──────── Task material
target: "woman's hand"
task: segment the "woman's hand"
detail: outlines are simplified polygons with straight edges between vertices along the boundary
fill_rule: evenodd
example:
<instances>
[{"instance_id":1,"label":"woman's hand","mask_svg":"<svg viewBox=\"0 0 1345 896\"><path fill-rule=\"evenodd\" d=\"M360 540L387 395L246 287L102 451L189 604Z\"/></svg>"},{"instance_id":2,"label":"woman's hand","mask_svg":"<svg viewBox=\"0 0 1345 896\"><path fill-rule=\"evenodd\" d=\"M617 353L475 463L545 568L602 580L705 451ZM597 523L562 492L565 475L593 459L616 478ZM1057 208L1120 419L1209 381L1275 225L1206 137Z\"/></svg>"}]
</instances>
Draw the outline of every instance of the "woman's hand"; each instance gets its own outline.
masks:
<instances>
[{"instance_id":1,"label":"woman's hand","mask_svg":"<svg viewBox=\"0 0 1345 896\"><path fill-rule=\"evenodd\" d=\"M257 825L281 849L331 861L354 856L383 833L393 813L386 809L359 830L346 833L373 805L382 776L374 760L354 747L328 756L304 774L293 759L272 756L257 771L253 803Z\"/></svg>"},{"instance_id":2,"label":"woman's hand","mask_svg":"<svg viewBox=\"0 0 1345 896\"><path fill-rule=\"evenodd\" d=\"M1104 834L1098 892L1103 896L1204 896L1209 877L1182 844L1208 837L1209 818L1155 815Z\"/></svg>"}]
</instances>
────────────────
Reproduce every line of the records above character for character, changing nothing.

### Solution
target: "woman's hand"
task: segment the "woman's hand"
detail: outlines are simplified polygons with straight edges between vertices along the boundary
fill_rule: evenodd
example:
<instances>
[{"instance_id":1,"label":"woman's hand","mask_svg":"<svg viewBox=\"0 0 1345 896\"><path fill-rule=\"evenodd\" d=\"M360 540L387 395L246 287L102 451L189 604Z\"/></svg>"},{"instance_id":2,"label":"woman's hand","mask_svg":"<svg viewBox=\"0 0 1345 896\"><path fill-rule=\"evenodd\" d=\"M617 353L475 463L545 568L602 580L705 451ZM597 523L562 492L565 475L593 459L616 478ZM1057 208L1120 419L1209 381L1275 225L1206 137Z\"/></svg>"}]
</instances>
Draw the outline of every instance of the "woman's hand"; each instance gets its own outline.
masks:
<instances>
[{"instance_id":1,"label":"woman's hand","mask_svg":"<svg viewBox=\"0 0 1345 896\"><path fill-rule=\"evenodd\" d=\"M257 825L281 849L331 861L354 856L383 833L393 813L386 809L359 830L346 833L373 805L382 776L374 760L354 747L328 756L304 774L293 759L272 756L257 771L253 803Z\"/></svg>"},{"instance_id":2,"label":"woman's hand","mask_svg":"<svg viewBox=\"0 0 1345 896\"><path fill-rule=\"evenodd\" d=\"M1104 834L1098 892L1103 896L1204 896L1209 877L1182 844L1208 837L1209 818L1155 815Z\"/></svg>"}]
</instances>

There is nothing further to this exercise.